HW: How do you generate ideas for your fund?

SI: Ideas for the fund are generated almost exclusively by our internal process. This is run on a weekly basis and revolves around a top-down quantitative scorecard. The scorecard incorporates a number of parsimonious models, back-tested for good IRs.

Alongside the scorecard, we do a large amount of bottom-up analysis of the various trade categories in which we are most active, such as UK curve trades, euro curve trades and cross-market trades.

All this quantitative output is discussed at length, along with various pieces of qualitative economic research, to establish the themes for the fund and potential trades that best fit the overall picture.

HW: What is your approach to managing risk?

SI: We apply a Value at Risk-based policy with a five-day 95 per cent VaR soft limit at 2 per cent and hard limit at 3 per cent. Breach of the soft limit would require rectification within five days while breach of the hard limit would require immediate rectification. Ninety-seven per cent of our positions are liquid, so that under normal market conditions they can be closed in a day without significantly affecting market prices. We also keep a sufficient level of net free cash flow.

The VaR policy is monitored by an independent risk manager for the fund, who is a member of our independent risk management team, reporting directly to the chief investment officer of Morley.

We also have a number of risk controls built into the daily management process of the fund. When building the portfolio, trade volatility, correlation, contribution to VaR, stop-loss and profit targets are all factors encompassed in the position-sizing decision. The fund has a stop-loss limit on any one position at 1 per cent of the fund value.

We generally run four to five high conviction themes that are by design lowly correlated, which helps keep the fund diversification high.

HW: Has your performance been as per budget and expectations?

SI: Since launch, performance has been distributed consistently across positions and from month to month. Consistency of monthly returns is of great importance, and our success in effective diversification can be best demonstrated by the fact that G7 has only experienced two negative months since its launch in February 2003. We don’t expect performance or style to change significantly.

HW: What opportunities are you looking at right now?

SI: We rotate risk through the portfolio depending on the opportunities that exist at any one time. At present we believe in a long drawn-out global slowdown that should result in steeper yield curves and falling break-even inflation rates in most markets. We also believe that the sell-off in the US dollar is nearing completion and are buying into medium- to long-dated dollar upside exposure via options.

HW: What events do you expect to see in the year ahead?

SI: This year is shaping up to be an extremely interesting one as we have a large number of potential risk flares on the horizon. The equity and credit markets both have significant risk of underperforming this year, as we believe there is a reasonable probability of further systemic risk over the coming months. Ultimately we like the markets to move – as long as there is volatility in either direction, it offers us opportunities to enter positions.

HW: How will these developments impact on your portfolio?

SI: We rotate risk through different trade types depending on the opportunities available at any one time. In the past six months, we have taken more economic/fundamental trades than normal and expect this to continue in the medium term, given the macro-dominated market environment.

HW: What differentiates you from other managers in your sector?

SI: The instruments and trades we utilise are common to most fixed-income arbitrage hedge funds. However, the three factors that we believe primarily differentiate Morley’s G7 Fixed Income fund from our competition are very low volatility, a primary focus on UK and European fixed-income instruments, and Morley’s resource and market presence as one of UK’s largest active fixed-income managers

HW: Do you have any plans for further product launches in the near future?

SI: We are always considering new ideas and product opportunities. We aim to capitalise on the skills of our most talented managers.
........
■ WHAT YOU SHOULD DO: Could you restate the fund interview from "HW: Has your" up to and including "at right now?", with "Consistency" changed to "Stability"?

■ DATA PROVIDED:
........
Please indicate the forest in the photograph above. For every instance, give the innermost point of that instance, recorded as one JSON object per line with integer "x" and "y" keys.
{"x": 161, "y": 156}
........
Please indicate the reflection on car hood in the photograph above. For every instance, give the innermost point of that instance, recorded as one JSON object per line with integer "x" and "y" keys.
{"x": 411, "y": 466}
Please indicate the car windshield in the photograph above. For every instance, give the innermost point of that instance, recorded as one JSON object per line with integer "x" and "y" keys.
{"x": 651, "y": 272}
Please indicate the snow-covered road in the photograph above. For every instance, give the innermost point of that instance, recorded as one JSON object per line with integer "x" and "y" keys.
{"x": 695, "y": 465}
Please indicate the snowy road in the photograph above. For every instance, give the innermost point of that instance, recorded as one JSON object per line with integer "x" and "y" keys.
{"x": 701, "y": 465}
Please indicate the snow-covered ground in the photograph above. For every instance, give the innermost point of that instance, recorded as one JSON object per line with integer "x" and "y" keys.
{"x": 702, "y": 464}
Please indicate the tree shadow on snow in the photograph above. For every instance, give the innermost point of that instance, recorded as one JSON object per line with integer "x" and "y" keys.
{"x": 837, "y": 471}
........
■ RESPONSE TO THE EXERCISE:
HW: Has your performance been as per budget and expectations?

SI: Since launch, performance has been distributed consistently across positions and from month to month. Stability of monthly returns is of great importance, and our success in effective diversification can be best demonstrated by the fact that G7 has only experienced two negative months since its launch in February 2003. We don’t expect performance or style to change significantly.

HW: What opportunities are you looking at right now?